◆ WHAT TO PRODUCE
Please copy out the part of these lines that opens with the line containing "Where can the countertop" and runs through the last line, keeping each line exactly as it stands but leaving the pictures out of your answer.

[Start of LISTING]

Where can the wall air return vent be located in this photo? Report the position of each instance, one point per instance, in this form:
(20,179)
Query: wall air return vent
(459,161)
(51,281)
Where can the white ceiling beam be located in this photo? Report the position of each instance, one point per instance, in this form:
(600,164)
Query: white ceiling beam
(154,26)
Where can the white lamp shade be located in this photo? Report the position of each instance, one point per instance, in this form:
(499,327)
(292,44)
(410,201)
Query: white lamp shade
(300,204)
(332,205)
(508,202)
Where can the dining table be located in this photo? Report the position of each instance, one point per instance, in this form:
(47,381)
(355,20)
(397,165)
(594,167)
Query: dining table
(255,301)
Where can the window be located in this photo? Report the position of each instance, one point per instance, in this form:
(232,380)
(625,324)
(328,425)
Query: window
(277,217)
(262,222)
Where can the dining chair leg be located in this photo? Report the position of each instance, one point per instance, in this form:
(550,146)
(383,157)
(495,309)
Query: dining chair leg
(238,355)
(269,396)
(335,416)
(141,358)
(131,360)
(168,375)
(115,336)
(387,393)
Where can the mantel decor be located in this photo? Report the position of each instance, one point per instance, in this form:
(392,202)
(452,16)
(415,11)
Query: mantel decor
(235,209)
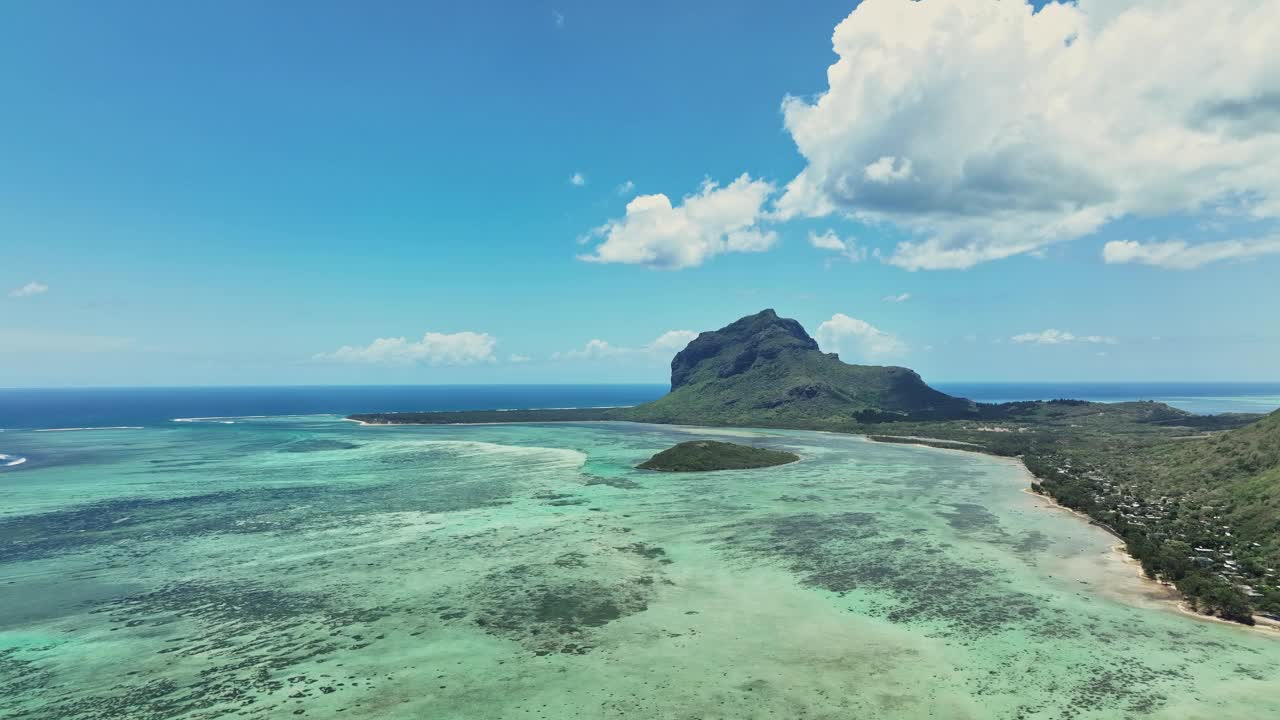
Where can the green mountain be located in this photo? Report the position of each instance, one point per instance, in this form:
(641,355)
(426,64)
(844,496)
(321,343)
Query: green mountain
(767,370)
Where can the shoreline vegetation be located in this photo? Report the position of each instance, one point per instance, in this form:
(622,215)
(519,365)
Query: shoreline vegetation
(708,455)
(1196,499)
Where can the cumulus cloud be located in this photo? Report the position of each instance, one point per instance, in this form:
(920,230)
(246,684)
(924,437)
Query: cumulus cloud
(434,349)
(662,347)
(28,290)
(831,241)
(1061,337)
(987,130)
(1178,255)
(708,223)
(856,340)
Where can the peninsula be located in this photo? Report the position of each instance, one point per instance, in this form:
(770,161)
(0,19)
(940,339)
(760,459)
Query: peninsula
(703,455)
(1194,497)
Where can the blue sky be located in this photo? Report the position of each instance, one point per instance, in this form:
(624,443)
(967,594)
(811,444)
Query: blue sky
(232,194)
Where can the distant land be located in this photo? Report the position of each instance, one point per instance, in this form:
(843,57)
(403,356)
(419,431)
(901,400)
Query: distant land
(1194,497)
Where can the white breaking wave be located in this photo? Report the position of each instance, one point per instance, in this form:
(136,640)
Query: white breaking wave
(476,450)
(82,429)
(231,419)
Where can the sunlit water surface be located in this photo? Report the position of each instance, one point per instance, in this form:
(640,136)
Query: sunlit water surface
(309,566)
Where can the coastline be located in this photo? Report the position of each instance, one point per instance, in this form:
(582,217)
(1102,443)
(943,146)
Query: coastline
(1160,595)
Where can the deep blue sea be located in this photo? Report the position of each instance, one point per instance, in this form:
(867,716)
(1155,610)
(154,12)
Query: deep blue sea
(81,408)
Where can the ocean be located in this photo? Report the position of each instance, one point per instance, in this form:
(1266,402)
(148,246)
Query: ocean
(71,408)
(247,552)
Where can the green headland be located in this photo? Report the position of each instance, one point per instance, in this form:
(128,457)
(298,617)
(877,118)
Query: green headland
(1194,497)
(703,455)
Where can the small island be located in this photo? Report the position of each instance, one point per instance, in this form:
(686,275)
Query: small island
(703,455)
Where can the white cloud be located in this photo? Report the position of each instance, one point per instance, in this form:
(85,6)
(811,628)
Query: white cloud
(856,340)
(662,347)
(711,222)
(888,169)
(988,130)
(671,341)
(831,241)
(1060,337)
(28,290)
(434,349)
(1178,255)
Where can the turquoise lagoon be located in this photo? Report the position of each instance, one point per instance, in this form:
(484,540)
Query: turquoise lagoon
(315,568)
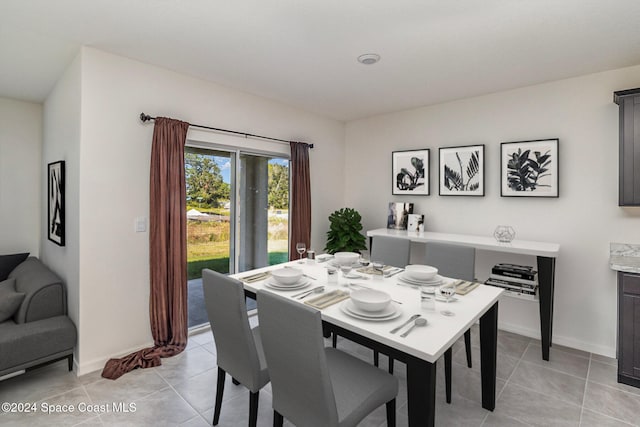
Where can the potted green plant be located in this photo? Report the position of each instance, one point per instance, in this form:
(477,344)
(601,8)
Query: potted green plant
(344,232)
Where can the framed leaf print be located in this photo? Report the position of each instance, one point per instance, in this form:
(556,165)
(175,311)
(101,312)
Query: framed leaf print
(55,203)
(462,171)
(529,168)
(410,172)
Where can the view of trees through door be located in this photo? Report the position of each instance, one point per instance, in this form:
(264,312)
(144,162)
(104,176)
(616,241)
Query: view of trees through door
(237,216)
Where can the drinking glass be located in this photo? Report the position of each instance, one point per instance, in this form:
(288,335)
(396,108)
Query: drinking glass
(447,292)
(364,259)
(300,248)
(377,269)
(346,269)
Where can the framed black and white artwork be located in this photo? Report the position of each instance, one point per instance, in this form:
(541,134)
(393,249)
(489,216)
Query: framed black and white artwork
(55,213)
(410,172)
(529,168)
(462,171)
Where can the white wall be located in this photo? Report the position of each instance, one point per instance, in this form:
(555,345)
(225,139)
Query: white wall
(62,142)
(114,183)
(20,170)
(583,220)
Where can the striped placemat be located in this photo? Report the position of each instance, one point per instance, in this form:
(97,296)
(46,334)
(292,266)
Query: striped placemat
(328,299)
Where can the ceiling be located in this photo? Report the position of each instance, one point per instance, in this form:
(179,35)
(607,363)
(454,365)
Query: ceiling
(303,52)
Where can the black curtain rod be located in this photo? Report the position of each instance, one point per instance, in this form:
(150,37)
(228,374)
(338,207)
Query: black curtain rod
(145,118)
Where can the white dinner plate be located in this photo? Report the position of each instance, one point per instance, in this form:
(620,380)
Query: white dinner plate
(349,309)
(436,281)
(335,264)
(300,284)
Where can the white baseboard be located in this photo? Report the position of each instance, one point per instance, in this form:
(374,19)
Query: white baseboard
(560,340)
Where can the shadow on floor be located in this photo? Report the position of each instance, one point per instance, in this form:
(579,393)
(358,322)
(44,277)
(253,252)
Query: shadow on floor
(197,313)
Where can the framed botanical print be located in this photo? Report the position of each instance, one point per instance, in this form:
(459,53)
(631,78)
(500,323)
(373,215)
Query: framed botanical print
(55,212)
(462,171)
(529,168)
(410,172)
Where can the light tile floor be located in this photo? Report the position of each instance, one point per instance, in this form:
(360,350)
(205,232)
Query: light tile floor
(573,389)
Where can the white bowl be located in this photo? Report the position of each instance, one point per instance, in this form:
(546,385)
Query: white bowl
(346,258)
(287,276)
(370,299)
(420,272)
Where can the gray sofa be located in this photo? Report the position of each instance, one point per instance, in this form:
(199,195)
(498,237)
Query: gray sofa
(40,332)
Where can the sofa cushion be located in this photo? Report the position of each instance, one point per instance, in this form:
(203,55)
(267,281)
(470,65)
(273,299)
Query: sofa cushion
(9,262)
(10,300)
(33,342)
(45,295)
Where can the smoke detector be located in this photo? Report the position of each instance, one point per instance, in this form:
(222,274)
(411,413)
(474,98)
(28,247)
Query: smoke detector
(369,58)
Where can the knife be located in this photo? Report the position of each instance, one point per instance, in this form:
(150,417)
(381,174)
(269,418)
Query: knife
(411,319)
(308,291)
(400,270)
(253,276)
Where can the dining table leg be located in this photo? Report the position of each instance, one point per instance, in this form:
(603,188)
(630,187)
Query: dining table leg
(421,392)
(488,351)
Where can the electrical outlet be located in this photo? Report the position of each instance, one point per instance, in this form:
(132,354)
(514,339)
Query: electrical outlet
(141,224)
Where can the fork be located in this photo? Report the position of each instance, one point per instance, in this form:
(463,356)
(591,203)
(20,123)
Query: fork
(309,292)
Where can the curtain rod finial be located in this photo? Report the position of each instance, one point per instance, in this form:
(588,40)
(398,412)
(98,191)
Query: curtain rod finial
(145,117)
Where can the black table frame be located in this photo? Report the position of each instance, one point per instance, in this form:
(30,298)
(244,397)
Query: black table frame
(546,286)
(421,374)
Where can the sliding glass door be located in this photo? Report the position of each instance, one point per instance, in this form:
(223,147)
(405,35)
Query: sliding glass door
(237,215)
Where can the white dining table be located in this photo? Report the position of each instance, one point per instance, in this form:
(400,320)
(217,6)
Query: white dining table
(423,346)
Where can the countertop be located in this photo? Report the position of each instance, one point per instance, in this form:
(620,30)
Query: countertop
(624,257)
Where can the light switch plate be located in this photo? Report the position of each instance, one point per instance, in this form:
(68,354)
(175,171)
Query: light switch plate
(141,224)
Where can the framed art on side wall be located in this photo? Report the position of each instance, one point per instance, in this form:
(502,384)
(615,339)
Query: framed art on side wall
(410,172)
(529,168)
(55,212)
(462,171)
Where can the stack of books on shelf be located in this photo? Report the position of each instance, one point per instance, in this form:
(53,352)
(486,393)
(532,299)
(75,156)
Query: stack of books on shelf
(517,280)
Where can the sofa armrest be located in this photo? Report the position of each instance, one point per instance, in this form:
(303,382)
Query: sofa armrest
(45,294)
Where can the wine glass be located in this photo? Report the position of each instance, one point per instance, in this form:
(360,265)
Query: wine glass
(346,269)
(364,259)
(378,267)
(447,292)
(301,248)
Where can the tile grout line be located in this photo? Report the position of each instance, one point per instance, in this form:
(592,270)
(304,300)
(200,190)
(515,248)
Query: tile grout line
(584,393)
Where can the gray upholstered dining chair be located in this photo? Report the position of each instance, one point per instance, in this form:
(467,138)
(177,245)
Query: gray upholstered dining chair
(459,262)
(238,346)
(313,385)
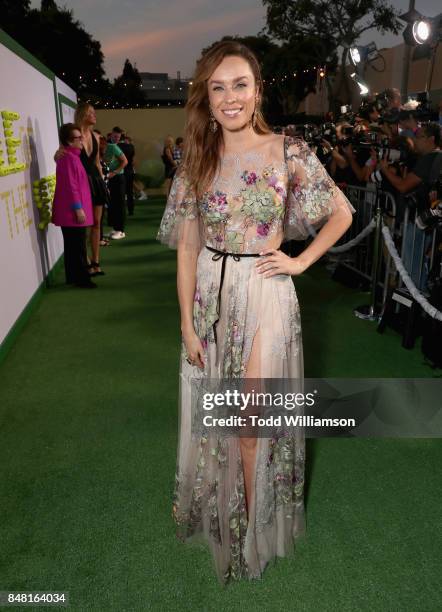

[End of LISTING]

◆ EXERCISE SOLUTION
Where can the countertop be located in this photo? Report the position of each instance, one point per instance, in this form:
(620,30)
Query: countertop
(624,257)
Where can the light switch plate be located in this photo? Report the position of each instance, one point per instance, in this form:
(68,354)
(175,171)
Query: light switch plate
(141,224)
Where can the framed art on side wall be located in this photo? Report the position of each instance, one point per instance, in this form:
(502,384)
(615,339)
Query: framed art on side wall
(410,172)
(529,168)
(55,212)
(462,171)
Where can the stack of books on shelf be located in this photo? Report the position of each instance, one point per instance, in this form:
(53,352)
(486,393)
(532,299)
(75,156)
Query: stack of books on shelf
(517,280)
Where can the sofa armrest be located in this photo? Report the position of each instance, one point per instance, in this form:
(303,382)
Query: sofa armrest
(45,294)
Where can the wine glass be located in this photo? Report the position of each instance, one point per instance, in this form:
(360,265)
Query: wine glass
(346,269)
(364,259)
(378,267)
(447,292)
(301,248)
Where can the tile grout line be located in this photo? Report the position of each instance, one point per instance, in this form:
(592,270)
(304,300)
(200,190)
(515,248)
Query: tile grout line
(584,393)
Where can the gray upholstered dining chair be located in this photo? Report the position of each instance, one point per instance, in this form:
(467,138)
(177,245)
Query: gray upholstered dining chair
(459,262)
(238,346)
(313,385)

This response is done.